Stored data:
*** Block opens ***
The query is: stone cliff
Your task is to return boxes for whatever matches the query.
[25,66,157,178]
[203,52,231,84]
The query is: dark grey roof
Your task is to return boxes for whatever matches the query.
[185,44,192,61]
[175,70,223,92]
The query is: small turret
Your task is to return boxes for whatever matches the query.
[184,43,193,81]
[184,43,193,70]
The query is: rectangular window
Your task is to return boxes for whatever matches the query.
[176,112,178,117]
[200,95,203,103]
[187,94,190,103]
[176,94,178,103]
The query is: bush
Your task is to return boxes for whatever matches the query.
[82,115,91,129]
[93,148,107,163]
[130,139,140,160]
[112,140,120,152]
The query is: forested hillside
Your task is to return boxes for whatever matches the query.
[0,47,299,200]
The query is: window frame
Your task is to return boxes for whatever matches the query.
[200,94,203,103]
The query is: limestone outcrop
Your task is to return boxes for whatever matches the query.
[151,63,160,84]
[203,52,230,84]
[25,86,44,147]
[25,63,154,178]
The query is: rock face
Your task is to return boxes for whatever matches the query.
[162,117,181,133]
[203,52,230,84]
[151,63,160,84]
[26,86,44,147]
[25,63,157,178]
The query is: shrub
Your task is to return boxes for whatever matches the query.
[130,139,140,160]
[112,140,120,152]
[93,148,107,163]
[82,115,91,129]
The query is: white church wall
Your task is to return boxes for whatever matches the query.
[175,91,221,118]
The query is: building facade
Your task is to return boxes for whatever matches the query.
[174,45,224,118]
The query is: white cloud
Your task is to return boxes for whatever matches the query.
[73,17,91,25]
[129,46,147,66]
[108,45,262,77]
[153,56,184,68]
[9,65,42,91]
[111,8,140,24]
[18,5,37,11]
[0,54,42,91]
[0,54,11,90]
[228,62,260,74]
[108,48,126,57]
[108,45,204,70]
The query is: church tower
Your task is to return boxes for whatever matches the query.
*** Block closes ***
Problem details: Each record above must be restated in full, word for word.

Output of the task:
The query is: stone cliff
Your task is to return boxes for whatever matches the query.
[25,66,157,178]
[203,52,231,84]
The query is: dark grey roof
Your task is to return boxes for whatever matches the query.
[185,44,192,61]
[175,70,223,92]
The query is: small turret
Your task is to return boxes for whatever matches the query.
[184,43,193,81]
[184,43,193,70]
The query is: rectangular window
Your task is to return boxes for whatever matches the query.
[176,112,178,117]
[200,95,203,103]
[187,94,190,103]
[176,94,178,103]
The query is: bush
Your task is to return boxes for whatever matches the query.
[82,115,91,129]
[93,148,107,163]
[130,139,140,160]
[112,140,120,152]
The query is: forested hillside
Your task is to return boxes for whatever matches the query.
[0,47,299,200]
The query is: window frame
Your task is to return boxes for whatever matches the query.
[200,94,203,103]
The query is: limestone outcrop
Your task is to return boxes for whatever matches the query.
[151,63,160,84]
[203,52,230,84]
[25,86,44,147]
[25,63,154,178]
The query is: rock face
Your task is to return boxes for whatever matches the query.
[162,117,181,133]
[203,52,230,84]
[151,63,160,84]
[26,86,44,147]
[25,63,157,178]
The query is: shrub
Your task is to return boxes for whatever matches the query.
[130,139,140,160]
[112,140,120,152]
[93,148,107,163]
[82,115,91,129]
The query is: white church wall
Your task is to return boxes for whatever matches the query.
[175,91,221,118]
The query is: building facade
Your task is to return boxes for whatever matches the query.
[174,45,224,118]
The query is: white cloud
Your task is to return boxes for whatever matches the query.
[73,17,91,25]
[129,46,147,66]
[108,45,262,77]
[153,56,184,68]
[9,65,42,91]
[111,8,140,24]
[18,5,37,11]
[0,54,42,91]
[0,54,11,90]
[228,62,260,74]
[108,48,126,57]
[108,45,204,70]
The query is: church tower
Your task is to return boxes for whatever matches the query.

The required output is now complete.